▶ [Work to complete]: Each entry should be quoted word for word, including every mark of punctuation.

[Dataset rows on where objects appear]

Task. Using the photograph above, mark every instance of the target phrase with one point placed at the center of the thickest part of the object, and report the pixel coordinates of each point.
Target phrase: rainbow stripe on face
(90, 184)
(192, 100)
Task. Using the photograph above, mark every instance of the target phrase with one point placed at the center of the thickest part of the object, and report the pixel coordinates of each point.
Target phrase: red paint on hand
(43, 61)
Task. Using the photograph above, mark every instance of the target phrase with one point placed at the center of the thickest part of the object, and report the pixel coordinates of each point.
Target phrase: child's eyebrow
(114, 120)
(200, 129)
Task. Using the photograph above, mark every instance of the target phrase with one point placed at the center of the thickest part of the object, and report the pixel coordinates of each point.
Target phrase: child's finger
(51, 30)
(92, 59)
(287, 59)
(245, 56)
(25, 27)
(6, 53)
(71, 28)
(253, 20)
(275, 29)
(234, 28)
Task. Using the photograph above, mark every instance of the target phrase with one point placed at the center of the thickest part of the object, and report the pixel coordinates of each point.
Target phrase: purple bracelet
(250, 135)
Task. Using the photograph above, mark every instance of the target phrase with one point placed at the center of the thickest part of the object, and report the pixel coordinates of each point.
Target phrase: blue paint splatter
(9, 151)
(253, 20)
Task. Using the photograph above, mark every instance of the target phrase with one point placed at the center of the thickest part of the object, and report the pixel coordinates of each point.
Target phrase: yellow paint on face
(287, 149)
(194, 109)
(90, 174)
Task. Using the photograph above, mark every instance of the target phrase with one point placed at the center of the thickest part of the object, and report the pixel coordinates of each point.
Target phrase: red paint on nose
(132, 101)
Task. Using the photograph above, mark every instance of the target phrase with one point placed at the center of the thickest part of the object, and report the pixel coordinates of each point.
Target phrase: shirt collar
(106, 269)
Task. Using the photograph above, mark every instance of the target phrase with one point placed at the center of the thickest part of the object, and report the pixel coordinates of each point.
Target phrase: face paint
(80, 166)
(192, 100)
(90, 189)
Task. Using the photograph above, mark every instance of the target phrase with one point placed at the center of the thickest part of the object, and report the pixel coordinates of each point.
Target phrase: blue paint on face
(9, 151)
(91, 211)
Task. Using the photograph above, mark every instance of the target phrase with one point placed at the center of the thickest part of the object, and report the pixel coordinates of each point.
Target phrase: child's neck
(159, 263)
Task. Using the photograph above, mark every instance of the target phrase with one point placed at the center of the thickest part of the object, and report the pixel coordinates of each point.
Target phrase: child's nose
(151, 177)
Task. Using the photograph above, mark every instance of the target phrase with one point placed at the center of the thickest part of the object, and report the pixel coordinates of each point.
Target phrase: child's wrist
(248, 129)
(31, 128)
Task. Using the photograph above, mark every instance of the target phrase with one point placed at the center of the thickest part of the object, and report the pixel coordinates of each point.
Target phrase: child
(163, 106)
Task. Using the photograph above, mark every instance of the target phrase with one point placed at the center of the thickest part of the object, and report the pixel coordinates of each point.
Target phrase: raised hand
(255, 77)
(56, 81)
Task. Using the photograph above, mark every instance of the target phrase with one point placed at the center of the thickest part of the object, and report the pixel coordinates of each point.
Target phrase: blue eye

▶ [Answer to the exercise]:
Task. Using the photograph above, mark every instance of the target phrase with one point placed at the center of the thickest part of the object, and report the pixel coordinates of each point.
Target phrase: rainbow stripe on face
(90, 184)
(192, 100)
Task. Using the photograph above, mark every instance of the target phrase with one point placed at the center of the thickest part of the object, and report the pixel coordinates of each point.
Target phrase: red paint on hand
(43, 61)
Task. Using the photograph above, mark every instance of the target phrase with one point placed at the center of the thickest part of the object, and report the pixel coordinates of each point.
Target phrase: child's eyebrow
(114, 120)
(200, 129)
Task. Using the photograph above, mark every instance of the target phrase with one point placed at the center of the thickest part of the object, and report the pixel coordinates of each point.
Target phrase: child's finger
(51, 30)
(92, 59)
(287, 59)
(245, 56)
(25, 27)
(6, 53)
(71, 28)
(253, 20)
(275, 29)
(234, 28)
Task. Using the photograph above, mark every instance of the target phrase with one point placed at the center of the thickest part of the object, and report the pixel coordinates of each point.
Target phrase: purple bracelet
(250, 135)
Task. Using the photograph above, mark every instance of the target phrase with one point placed at the center of the thickest part of the object, and report the pixel coordinates of each point.
Target phrase: blue paint splatter
(9, 151)
(253, 20)
Task. Using the photograph above, mark every instance of the target phrase with one point placed at the center of the thickest part of the object, and report the pixel coordinates of each point.
Target phrase: yellow paint on face
(287, 149)
(194, 109)
(90, 174)
Task. Using the photograph above, mark every instance of the target phrase with one point placed at the center of the thickest part of the object, and report the pixel coordinates of each point.
Target phrase: red paint on nose
(132, 101)
Task. Using the photograph above, mark every instance of the target phrase with one point placed at the center of the thickest part of the object, and report the pixel coordinates of each point.
Target phrase: shirt collar
(106, 269)
Task. Using the photograph above, mark every instance of the target phrase with one point placed at the center of the thickest part of the object, and report the pixel coordinates of each point.
Target phrase: face paint
(80, 166)
(192, 100)
(90, 189)
Task. Using the photograph above, mark every instance of the target phrase with one point placed at the center of the thickest part of the object, and report the pixel coordinates of each point.
Target phrase: blue paint on face
(9, 151)
(91, 211)
Task. Using the photograph above, mark every instance of the target phrase with one point placed at the center of the thickest part of the object, and report the pixel coordinates of each point.
Target phrase: child's neck
(159, 263)
Task. Using the photograph above, mark every instance of the target phrase with one point placed at the center of the thickest part of the object, and report the pixel coordinates of each point.
Target phrase: child's nose
(151, 177)
Task. Using the photograph above, mark every instance of the target phrase with one point placed at the center of the thickest part of the object, and report the pixel coordinates of each point.
Target phrase: child's wrist
(248, 129)
(31, 128)
Task. Using the photograph above, mark every instance of the target phrase with one point placed at the center of the thickest part of the object, and report the pixel coordinates of each point.
Target phrase: child
(163, 106)
Task. Using the photograph above, mark every instance of the target phrase with one point placed at the center of the thickest part of the object, and report the pixel coordinates of each point.
Target phrase: raised hand
(255, 77)
(56, 81)
Task. Using the photograph above, mark every instance of the target phrase with one point placed at the center of the thickest part of the object, and report the pixel coordinates of each point.
Target phrase: blue eye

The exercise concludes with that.